Please reproduce all the entries below line for line, leaving out the pictures.

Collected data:
────────────────

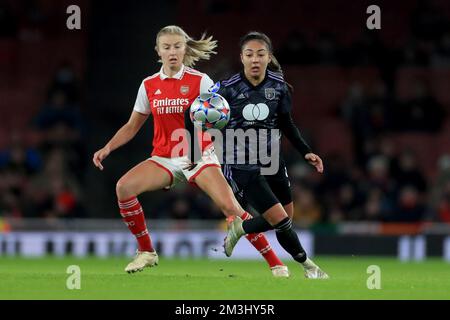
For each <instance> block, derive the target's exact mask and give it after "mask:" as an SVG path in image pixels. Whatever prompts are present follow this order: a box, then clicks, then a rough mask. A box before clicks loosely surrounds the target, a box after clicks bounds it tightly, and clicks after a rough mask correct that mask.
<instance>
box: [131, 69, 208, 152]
mask: <svg viewBox="0 0 450 320" xmlns="http://www.w3.org/2000/svg"><path fill="white" fill-rule="evenodd" d="M213 84H214V83H213V81H212V80H211V78H210V77H209V76H208V75H206V74H204V73H201V72H199V71H197V70H194V69H191V68H188V67H186V66H184V65H183V66H182V68H181V70H180V71H179V72H178V73H177V74H175V75H174V76H173V77H171V78H169V77H168V76H167V75H165V74H164V73H163V69H162V68H161V70H160V72H158V73H155V74H154V75H152V76H150V77H147V78H145V79H144V80H143V81H142V83H141V85H140V87H139V91H138V94H137V98H136V102H135V105H134V109H133V110H134V111H137V112H139V113H142V114H151V115H152V116H153V119H154V135H153V151H152V154H151V155H152V156H160V157H166V158H172V157H179V156H185V155H186V153H187V150H188V148H187V143H188V139H184V138H182V135H183V133H184V131H181V130H180V131H179V133H178V132H177V130H178V129H184V128H185V125H184V112H185V111H186V109H187V108H189V107H190V106H191V104H192V102H193V101H194V100H195V98H197V97H198V96H199V95H200V94H201V93H206V92H208V89H209V88H210V87H211V86H212V85H213ZM180 143H181V145H180ZM210 144H211V140H210V139H208V137H207V136H204V138H203V139H202V150H204V149H205V148H206V147H207V146H208V145H210Z"/></svg>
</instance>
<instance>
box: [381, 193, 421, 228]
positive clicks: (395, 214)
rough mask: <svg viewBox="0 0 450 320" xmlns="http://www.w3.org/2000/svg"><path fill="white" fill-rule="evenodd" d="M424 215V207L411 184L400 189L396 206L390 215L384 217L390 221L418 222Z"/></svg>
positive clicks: (420, 198) (420, 197) (396, 221)
mask: <svg viewBox="0 0 450 320" xmlns="http://www.w3.org/2000/svg"><path fill="white" fill-rule="evenodd" d="M425 215H426V207H425V205H424V204H423V201H422V200H421V197H420V195H419V192H418V190H417V189H416V188H415V187H413V186H405V187H403V188H401V189H400V194H399V197H398V199H397V203H396V207H395V209H394V211H393V213H392V215H390V216H388V217H386V220H387V221H392V222H419V221H421V219H422V217H424V216H425Z"/></svg>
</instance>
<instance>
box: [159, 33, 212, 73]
mask: <svg viewBox="0 0 450 320" xmlns="http://www.w3.org/2000/svg"><path fill="white" fill-rule="evenodd" d="M164 34H176V35H180V36H182V37H184V39H185V41H186V53H185V55H184V59H183V63H184V64H185V65H186V66H188V67H192V66H194V65H195V63H196V62H197V61H199V60H202V59H203V60H209V58H210V57H211V54H216V53H217V52H215V51H214V49H215V48H217V40H213V38H212V36H209V37H206V34H205V33H204V34H202V37H201V38H200V39H199V40H195V39H193V38H191V37H190V36H189V35H188V34H187V33H186V32H185V31H184V30H183V29H182V28H180V27H178V26H166V27H164V28H162V29H161V30H160V31H159V32H158V34H157V35H156V48H157V47H158V40H159V37H160V36H162V35H164ZM159 62H161V61H159Z"/></svg>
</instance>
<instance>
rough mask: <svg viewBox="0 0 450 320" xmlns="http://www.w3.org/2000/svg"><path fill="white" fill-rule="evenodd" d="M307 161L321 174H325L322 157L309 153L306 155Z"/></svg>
mask: <svg viewBox="0 0 450 320" xmlns="http://www.w3.org/2000/svg"><path fill="white" fill-rule="evenodd" d="M305 159H306V161H308V162H309V164H310V165H312V166H314V167H315V168H316V170H317V172H319V173H323V162H322V159H320V157H319V156H318V155H317V154H315V153H312V152H310V153H307V154H306V155H305Z"/></svg>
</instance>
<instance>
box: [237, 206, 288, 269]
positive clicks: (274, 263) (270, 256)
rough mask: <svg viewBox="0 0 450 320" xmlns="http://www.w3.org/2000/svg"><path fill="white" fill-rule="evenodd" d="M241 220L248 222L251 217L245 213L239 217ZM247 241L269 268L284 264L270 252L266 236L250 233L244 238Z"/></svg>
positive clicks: (247, 212)
mask: <svg viewBox="0 0 450 320" xmlns="http://www.w3.org/2000/svg"><path fill="white" fill-rule="evenodd" d="M241 218H242V220H248V219H251V218H252V216H251V215H250V214H249V213H248V212H245V213H244V214H243V215H242V216H241ZM245 237H246V238H247V240H248V241H249V242H250V243H251V245H252V246H254V247H255V248H256V250H258V251H259V253H261V255H262V256H263V257H264V259H266V261H267V263H268V264H269V267H271V268H272V267H275V266H283V265H284V263H283V262H282V261H281V260H280V258H278V256H277V255H276V253H275V251H273V250H272V247H271V246H270V243H269V241H268V240H267V238H266V236H265V235H264V234H262V233H251V234H248V235H246V236H245Z"/></svg>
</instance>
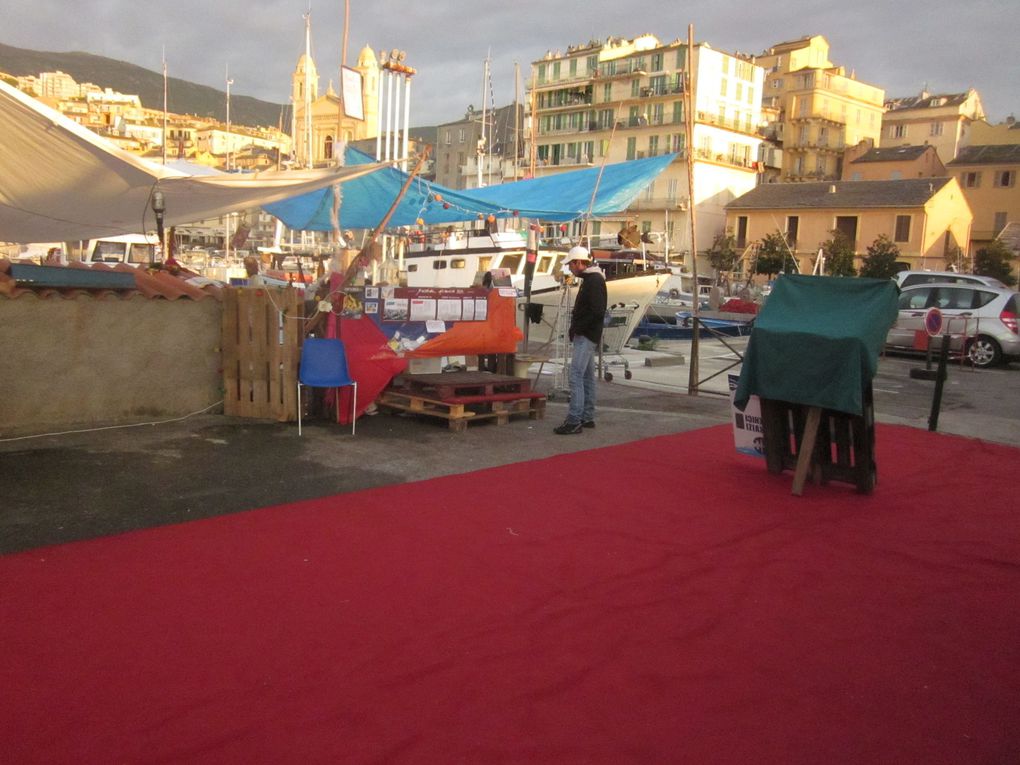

────────────────

WRITTEN ANSWER |
For each <instance> block, derive the target's exact mask and give it after "mask:" as an SVG path in image pixels. Whatever prompts are present follow this order: a box, then clicks, then a rough mask. A box before clicks loosely surrounds the target, a box after clicks bounds it tightly, and clicks after a rough mask correct that mask.
<instance>
box: [131, 69, 208, 152]
mask: <svg viewBox="0 0 450 320" xmlns="http://www.w3.org/2000/svg"><path fill="white" fill-rule="evenodd" d="M213 84H214V83H213V81H212V80H211V78H210V77H209V76H208V75H206V74H204V73H201V72H199V71H197V70H194V69H191V68H188V67H186V66H184V65H183V66H182V68H181V70H180V71H179V72H178V73H177V74H175V75H174V76H173V77H171V78H169V77H168V76H167V75H165V74H164V73H163V69H162V68H161V70H160V72H158V73H155V74H154V75H152V76H150V77H147V78H145V79H144V80H143V81H142V83H141V85H140V87H139V91H138V94H137V98H136V102H135V105H134V109H133V110H134V111H137V112H139V113H142V114H151V115H152V116H153V119H154V135H153V151H152V154H151V155H152V156H160V157H166V158H172V157H179V156H185V155H186V153H187V150H188V148H187V143H188V139H184V138H182V135H183V133H184V131H181V130H180V131H179V133H178V132H177V130H178V129H184V128H185V125H184V112H185V111H186V109H187V108H189V107H190V106H191V104H192V102H193V101H194V100H195V98H197V97H198V96H199V95H200V94H201V93H206V92H208V89H209V88H210V87H211V86H212V85H213ZM180 143H181V145H180ZM210 144H211V140H210V139H208V137H207V136H204V138H203V139H202V150H204V149H205V148H206V147H207V146H208V145H210Z"/></svg>
</instance>
<instance>
box: [381, 193, 421, 228]
positive clicks: (395, 214)
rough mask: <svg viewBox="0 0 450 320" xmlns="http://www.w3.org/2000/svg"><path fill="white" fill-rule="evenodd" d="M424 215V207L411 184L400 189L396 206L390 215L384 217L390 221L418 222Z"/></svg>
positive clicks: (420, 198) (420, 197) (396, 221)
mask: <svg viewBox="0 0 450 320" xmlns="http://www.w3.org/2000/svg"><path fill="white" fill-rule="evenodd" d="M425 215H426V207H425V205H424V204H423V201H422V200H421V197H420V195H419V192H418V190H417V189H416V188H415V187H413V186H405V187H403V188H401V189H400V194H399V197H398V199H397V203H396V207H395V209H394V211H393V213H392V215H390V216H388V217H386V220H387V221H392V222H419V221H421V219H422V217H424V216H425Z"/></svg>
</instance>
<instance>
box: [159, 33, 212, 73]
mask: <svg viewBox="0 0 450 320" xmlns="http://www.w3.org/2000/svg"><path fill="white" fill-rule="evenodd" d="M164 34H176V35H180V36H182V37H184V39H185V41H186V53H185V55H184V59H183V63H184V64H185V65H186V66H188V67H192V66H194V65H195V63H196V62H197V61H199V60H202V59H203V60H209V58H210V57H211V54H216V53H217V52H215V51H214V49H215V48H217V40H213V38H212V36H209V37H206V34H205V33H204V34H202V37H201V38H200V39H199V40H195V39H193V38H191V37H190V36H189V35H188V34H187V33H186V32H185V31H184V30H183V29H182V28H180V27H178V26H166V27H164V28H162V29H161V30H160V31H159V32H158V34H157V35H156V48H157V47H158V40H159V37H160V36H162V35H164ZM159 62H161V61H159Z"/></svg>
</instance>
<instance>
rough mask: <svg viewBox="0 0 450 320" xmlns="http://www.w3.org/2000/svg"><path fill="white" fill-rule="evenodd" d="M307 161L321 174H325L322 157L309 153L306 155Z"/></svg>
mask: <svg viewBox="0 0 450 320" xmlns="http://www.w3.org/2000/svg"><path fill="white" fill-rule="evenodd" d="M305 159H306V161H308V162H309V164H310V165H312V166H314V167H315V168H316V170H317V172H319V173H323V162H322V159H320V157H319V156H318V155H317V154H315V153H312V152H310V153H307V154H306V155H305Z"/></svg>
</instance>
<instance>
box: [237, 206, 288, 269]
positive clicks: (274, 263) (270, 256)
rough mask: <svg viewBox="0 0 450 320" xmlns="http://www.w3.org/2000/svg"><path fill="white" fill-rule="evenodd" d="M241 220L248 222L251 217L245 213L239 217ZM247 241L269 268L284 264L270 252L266 236L250 233L244 238Z"/></svg>
positive clicks: (247, 212)
mask: <svg viewBox="0 0 450 320" xmlns="http://www.w3.org/2000/svg"><path fill="white" fill-rule="evenodd" d="M241 218H242V220H248V219H251V218H252V216H251V215H250V214H249V213H248V212H245V213H244V214H243V215H242V216H241ZM245 237H246V238H247V240H248V241H249V242H250V243H251V245H252V246H254V247H255V248H256V250H258V251H259V253H261V255H262V256H263V257H264V259H266V261H267V263H268V264H269V267H271V268H272V267H275V266H283V265H284V263H283V262H282V261H281V260H280V258H278V256H277V255H276V253H275V251H273V250H272V247H271V246H270V243H269V241H268V240H267V238H266V236H265V235H264V234H262V233H251V234H248V235H246V236H245Z"/></svg>
</instance>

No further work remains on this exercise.